(GIVEN RECORDS)
*** Begin section ***

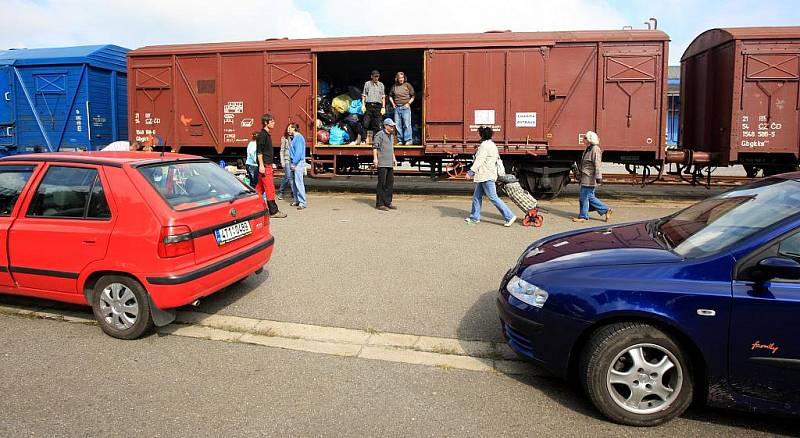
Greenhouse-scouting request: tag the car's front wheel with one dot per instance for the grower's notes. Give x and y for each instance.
(636, 374)
(121, 307)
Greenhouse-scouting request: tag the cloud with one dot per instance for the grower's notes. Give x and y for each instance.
(129, 23)
(385, 17)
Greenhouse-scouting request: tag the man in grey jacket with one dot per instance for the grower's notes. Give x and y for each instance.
(591, 177)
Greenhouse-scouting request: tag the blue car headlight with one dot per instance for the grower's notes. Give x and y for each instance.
(526, 292)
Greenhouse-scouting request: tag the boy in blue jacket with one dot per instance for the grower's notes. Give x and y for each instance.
(297, 157)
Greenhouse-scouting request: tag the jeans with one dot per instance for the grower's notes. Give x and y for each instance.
(298, 185)
(385, 187)
(488, 188)
(287, 177)
(266, 187)
(402, 117)
(252, 174)
(589, 199)
(373, 120)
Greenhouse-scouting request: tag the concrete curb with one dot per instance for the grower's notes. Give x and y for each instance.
(446, 353)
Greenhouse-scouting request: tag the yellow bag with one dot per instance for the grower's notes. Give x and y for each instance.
(341, 103)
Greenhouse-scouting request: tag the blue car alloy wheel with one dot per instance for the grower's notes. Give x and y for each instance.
(636, 374)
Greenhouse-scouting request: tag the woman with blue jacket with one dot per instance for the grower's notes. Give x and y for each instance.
(297, 159)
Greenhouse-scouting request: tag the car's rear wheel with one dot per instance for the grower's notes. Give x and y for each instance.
(121, 307)
(636, 374)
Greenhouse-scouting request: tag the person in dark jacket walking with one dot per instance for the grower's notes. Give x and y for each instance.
(384, 161)
(591, 177)
(373, 100)
(264, 155)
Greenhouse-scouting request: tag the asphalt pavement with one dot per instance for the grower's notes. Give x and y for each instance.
(62, 379)
(420, 269)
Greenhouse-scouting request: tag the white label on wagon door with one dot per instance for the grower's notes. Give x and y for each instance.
(484, 117)
(526, 120)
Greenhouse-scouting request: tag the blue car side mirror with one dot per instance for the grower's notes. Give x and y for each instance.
(779, 267)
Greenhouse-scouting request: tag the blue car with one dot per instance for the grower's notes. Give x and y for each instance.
(649, 316)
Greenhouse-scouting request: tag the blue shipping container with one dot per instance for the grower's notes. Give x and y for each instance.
(71, 98)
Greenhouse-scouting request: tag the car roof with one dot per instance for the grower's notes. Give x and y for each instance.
(104, 158)
(791, 175)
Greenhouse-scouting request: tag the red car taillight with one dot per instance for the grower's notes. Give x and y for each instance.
(175, 241)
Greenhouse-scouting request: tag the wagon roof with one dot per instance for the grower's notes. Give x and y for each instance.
(716, 37)
(432, 41)
(107, 56)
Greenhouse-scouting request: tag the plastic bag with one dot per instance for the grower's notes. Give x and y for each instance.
(341, 103)
(354, 92)
(338, 136)
(355, 107)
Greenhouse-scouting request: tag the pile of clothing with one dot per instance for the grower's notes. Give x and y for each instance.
(339, 115)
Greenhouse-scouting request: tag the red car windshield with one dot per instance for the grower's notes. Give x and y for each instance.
(718, 222)
(186, 185)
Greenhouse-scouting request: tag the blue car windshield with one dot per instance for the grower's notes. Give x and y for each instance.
(721, 221)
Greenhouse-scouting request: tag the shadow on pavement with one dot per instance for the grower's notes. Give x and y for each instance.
(462, 213)
(481, 322)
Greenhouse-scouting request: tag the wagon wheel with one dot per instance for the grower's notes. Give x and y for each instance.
(454, 169)
(646, 172)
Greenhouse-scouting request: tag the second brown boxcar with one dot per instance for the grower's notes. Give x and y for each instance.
(539, 91)
(740, 93)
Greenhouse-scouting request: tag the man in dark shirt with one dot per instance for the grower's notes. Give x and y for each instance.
(264, 155)
(384, 160)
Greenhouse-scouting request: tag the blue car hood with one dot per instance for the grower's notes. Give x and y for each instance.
(626, 244)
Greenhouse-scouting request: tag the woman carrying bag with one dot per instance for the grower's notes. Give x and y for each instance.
(484, 172)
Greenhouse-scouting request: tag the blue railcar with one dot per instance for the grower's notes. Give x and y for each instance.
(62, 99)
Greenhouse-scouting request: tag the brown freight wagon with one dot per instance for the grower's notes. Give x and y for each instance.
(740, 98)
(539, 91)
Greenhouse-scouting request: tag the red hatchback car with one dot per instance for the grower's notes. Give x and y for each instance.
(134, 235)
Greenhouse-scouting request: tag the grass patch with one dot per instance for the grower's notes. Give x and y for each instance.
(372, 330)
(441, 349)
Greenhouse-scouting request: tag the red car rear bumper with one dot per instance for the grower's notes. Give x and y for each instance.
(175, 289)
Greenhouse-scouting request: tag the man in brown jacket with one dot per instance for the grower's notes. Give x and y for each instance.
(591, 177)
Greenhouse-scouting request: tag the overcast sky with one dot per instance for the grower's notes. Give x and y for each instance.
(132, 24)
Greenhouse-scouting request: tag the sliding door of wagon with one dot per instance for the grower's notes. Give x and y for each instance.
(242, 94)
(198, 111)
(289, 91)
(770, 100)
(631, 98)
(444, 96)
(151, 102)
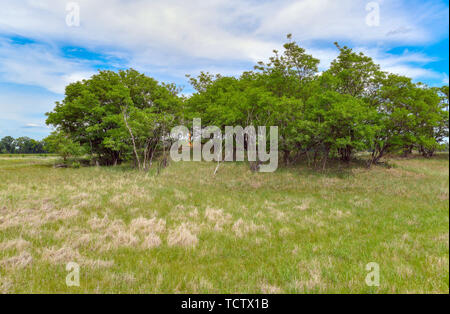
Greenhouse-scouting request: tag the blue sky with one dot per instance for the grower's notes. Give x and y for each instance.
(40, 53)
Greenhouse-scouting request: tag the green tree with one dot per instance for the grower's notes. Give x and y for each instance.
(95, 112)
(61, 144)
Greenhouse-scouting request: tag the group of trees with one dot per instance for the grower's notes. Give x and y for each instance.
(21, 145)
(351, 107)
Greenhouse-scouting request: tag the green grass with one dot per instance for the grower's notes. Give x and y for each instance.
(293, 231)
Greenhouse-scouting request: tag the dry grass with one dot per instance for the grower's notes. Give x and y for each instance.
(187, 231)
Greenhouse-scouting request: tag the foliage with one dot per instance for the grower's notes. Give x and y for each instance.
(21, 145)
(353, 106)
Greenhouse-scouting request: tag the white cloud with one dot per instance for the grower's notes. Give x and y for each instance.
(172, 38)
(39, 65)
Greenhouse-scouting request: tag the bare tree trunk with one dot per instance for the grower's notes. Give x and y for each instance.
(132, 138)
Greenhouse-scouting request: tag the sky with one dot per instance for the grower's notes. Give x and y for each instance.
(47, 44)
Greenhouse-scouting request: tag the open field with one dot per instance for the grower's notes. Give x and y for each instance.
(187, 231)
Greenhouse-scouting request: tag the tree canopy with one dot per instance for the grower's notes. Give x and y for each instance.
(353, 106)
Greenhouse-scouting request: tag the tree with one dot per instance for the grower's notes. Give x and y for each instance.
(61, 144)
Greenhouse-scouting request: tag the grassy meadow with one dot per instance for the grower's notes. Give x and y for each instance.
(188, 231)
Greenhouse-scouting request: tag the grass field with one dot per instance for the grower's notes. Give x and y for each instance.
(187, 231)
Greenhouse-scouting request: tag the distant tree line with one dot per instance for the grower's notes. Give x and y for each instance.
(21, 145)
(353, 106)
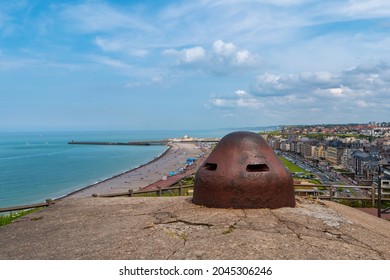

*** End section ***

(TASK BRIEF)
Apart from the pictures, which are to be omitted, every record must be transcribed exactly.

(RESULT BELOW)
Greenhouse-scouting request: tag the car's front wheel with one dot per instance for the grower's notes. Give x and y for each instance.
(636, 374)
(121, 307)
Greenhouse-scouting request: tag the cloud with one dot per instance for the grower's notes. Give x and y for each instance.
(129, 23)
(385, 17)
Greenhouse-scouting request: tag the man in grey jacket with one dot per instance for the grower's notes. Give x and y for each instance.
(591, 177)
Greenhouse-scouting request: tag the blue car headlight with one dot per instance for the grower's notes. Give x and y for each instance.
(526, 292)
Greenhouse-scouting request: tag the boy in blue jacket with one dot per instance for the grower's notes. Give x and y for each instance.
(297, 157)
Greenhouse-scouting request: tag the jeans with one dot per instance for the grower's notes. Give x and y for each instance.
(298, 185)
(385, 187)
(488, 188)
(287, 177)
(266, 187)
(402, 117)
(252, 174)
(589, 199)
(373, 120)
Greenhouse-scouting request: tag the concrete curb with one dot per instance for the grower's notes. Give x and y for each instance.
(446, 353)
Greenhouse-scouting request: tag the yellow bag with one dot per instance for the grower's notes. Give x and y for each instance.
(341, 103)
Greenhouse-scouting request: tag the blue car alloy wheel with one dot per instance for the grower's notes. Give x and y for each instance.
(636, 374)
Greenhouse-scouting request: tag the woman with blue jacket with one dot per instance for the grower's notes. Give x and y for each instance.
(297, 159)
Greenhouse-scouting request: tag the car's rear wheel with one dot per instance for the grower's notes. Give x and y for each instance.
(121, 307)
(636, 374)
Greenhouse-scouting request: tag the person in dark jacket walking with one dot per instance for the grower's notes. Give x and y for each instance.
(384, 161)
(591, 177)
(373, 100)
(264, 155)
Greenhouse-scouting request: tag the asphalt pavement with one dot per instance for the grower's notes. Give x and y for each instance.
(62, 379)
(420, 269)
Greenhouse-scouting request: tag the white label on wagon door with one dot per instance for the grower's notes. Give x and y for each instance.
(484, 117)
(526, 120)
Greenhouse-scouting request: tag the blue car side mirror with one dot per instance for the grower's notes. Give x and y for each instance.
(779, 267)
Greenhouse-scouting request: tag the blue car with one dot per instance for the grower's notes. Give x and y for each instance.
(649, 316)
Greenhouse-scouting request: tag the blue shipping container with one dot per instance for the grower's notes. Give x and y for each instance.
(71, 98)
Greenhouse-scouting request: tag the car roof with one dot per instance for the grower's notes. Give x and y for each instance.
(104, 158)
(791, 175)
Greenhouse-scouting request: tag the red car taillight with one dot per instance for the grower's notes. Give x and y for each instance.
(175, 241)
Greenhouse-scouting request: tag the wagon roof with one dot per instance for the grower's notes. Give x and y for each instance.
(716, 37)
(432, 41)
(107, 56)
Greenhouse-scouting request: tag the plastic bag with one dot per instance for the grower's notes. Give x and y for each instance.
(341, 103)
(354, 92)
(338, 136)
(355, 107)
Greenhouse-scouting request: tag the pile of clothing with one dot per instance for the grower's notes. Give x and y for each instance.
(339, 115)
Greenhouse-scouting request: tag the red car windshield with one dot per instance for the grower's notes. Give x and y for each instance.
(718, 222)
(186, 185)
Greenhouse-scouting request: tag the blue car windshield with one dot per instance for the grower's notes. Give x and y for each instance.
(721, 221)
Greenhouse-scouting request: tag the shadow on pavement with one dot per instance for the grower's notes. Give x and y for each instance.
(462, 213)
(481, 322)
Greenhouse-scouting request: tag the wagon wheel with one dot per instance for the grower's notes. Give x and y for each instance.
(454, 169)
(646, 172)
Greenhouse-scouting request: tag the second brown boxcar with one dot per instance for the grower's notes. Give x and y for each instance.
(539, 91)
(740, 93)
Greenhouse-scouting request: tag the man in dark shirt with one dot per instance for the grower's notes. Give x and y for each instance.
(264, 155)
(384, 160)
Greenhouse-scouting request: tag the blue car hood with one dot per instance for the grower's notes. Give x and y for each instance.
(626, 244)
Greenhouse-scouting request: tag the woman carrying bag with one dot per instance for the grower's notes. Give x and y for each instance.
(484, 172)
Greenhouse-scouting request: tag the blue railcar with one dot per instance for the grower's notes. Give x and y for each instance.
(62, 99)
Greenhouse-scouting request: tag the brown freight wagon with one dot per instance for the grower's notes. Give x and y for each instance.
(740, 98)
(539, 91)
Greenhouse-scouting request: tag the red hatchback car with one dot per instance for the grower's notes. Give x and y for each instance.
(134, 235)
Greenhouse-scouting request: tag the grass patch with one dot per instance for the grower's notes. Give x and y for each instance.
(372, 330)
(441, 349)
Greenhouse-scouting request: tag the red car rear bumper with one dot per instance for the grower's notes. Give x and y for each instance.
(175, 289)
Greenhouse-scouting request: tag the man in brown jacket with one dot per instance for the grower's notes. Give x and y for each instance.
(591, 177)
Greenhouse-scouting request: tag the overcast sky with one dot per instance for the grower's notes. Give x and y for each instance.
(132, 24)
Greenhouse-scouting request: tag the sliding door of wagon with one dot per instance for the grower's notes. Give x and y for each instance.
(242, 94)
(198, 111)
(289, 91)
(770, 100)
(631, 98)
(444, 96)
(151, 102)
Greenhouse-scouting request: tag the blue sky with one dot per instance for the grower's notes. Give x and y for each instance.
(40, 53)
Greenhouse-scouting request: tag the green tree with one dot per instance for the grower's notes. Give x and y for each instance.
(95, 112)
(61, 144)
Greenhouse-scouting request: tag the group of trees with one dot per instance for the grower's notes. Give x and y for each instance.
(21, 145)
(351, 107)
Greenhouse-scouting request: tag the green grass with one dot per instance for the grower's notes. Give x and y for each instance.
(293, 231)
Greenhouse-scouting request: tag the dry grass with one dot per instance for the grower's notes. Give x and y for each instance.
(187, 231)
Greenhouse-scouting request: tag the foliage with one dot per instance for the grower's notes. Give x and y for each instance.
(21, 145)
(353, 106)
Greenhouse-scouting request: tag the white cloud with one dot per instance for the grower's notes. Give x and y for each instance.
(172, 38)
(39, 65)
Greenhouse-scouting request: tag the bare tree trunk with one dot per instance for the grower's notes. Give x and y for each instance.
(132, 138)
Greenhouse-scouting request: tag the sky with one dot per instance for the grower's notes. Give x and y for each instance.
(47, 44)
Greenhouse-scouting request: tag the open field with one dot per instance for the grower's notes. Give x and y for each instance.
(187, 231)
Greenhouse-scouting request: tag the tree canopy with one dot per instance for the grower's notes. Give x and y for each instance.
(353, 106)
Greenhouse-scouting request: tag the tree with one dot per instance for the grower's notes. Give x and y for each instance.
(61, 144)
Greenhouse-scouting request: tag the grassy meadow with one dot per instance for the grower's notes. Give x and y for each instance.
(188, 231)
Greenhouse-scouting request: tag the grass field with one dot per instance for the grower's notes. Give x and y for each instance.
(187, 231)
Greenhouse-scouting request: tag the distant tree line with one dot per instance for the grower's notes. Give x and y for each instance.
(21, 145)
(353, 106)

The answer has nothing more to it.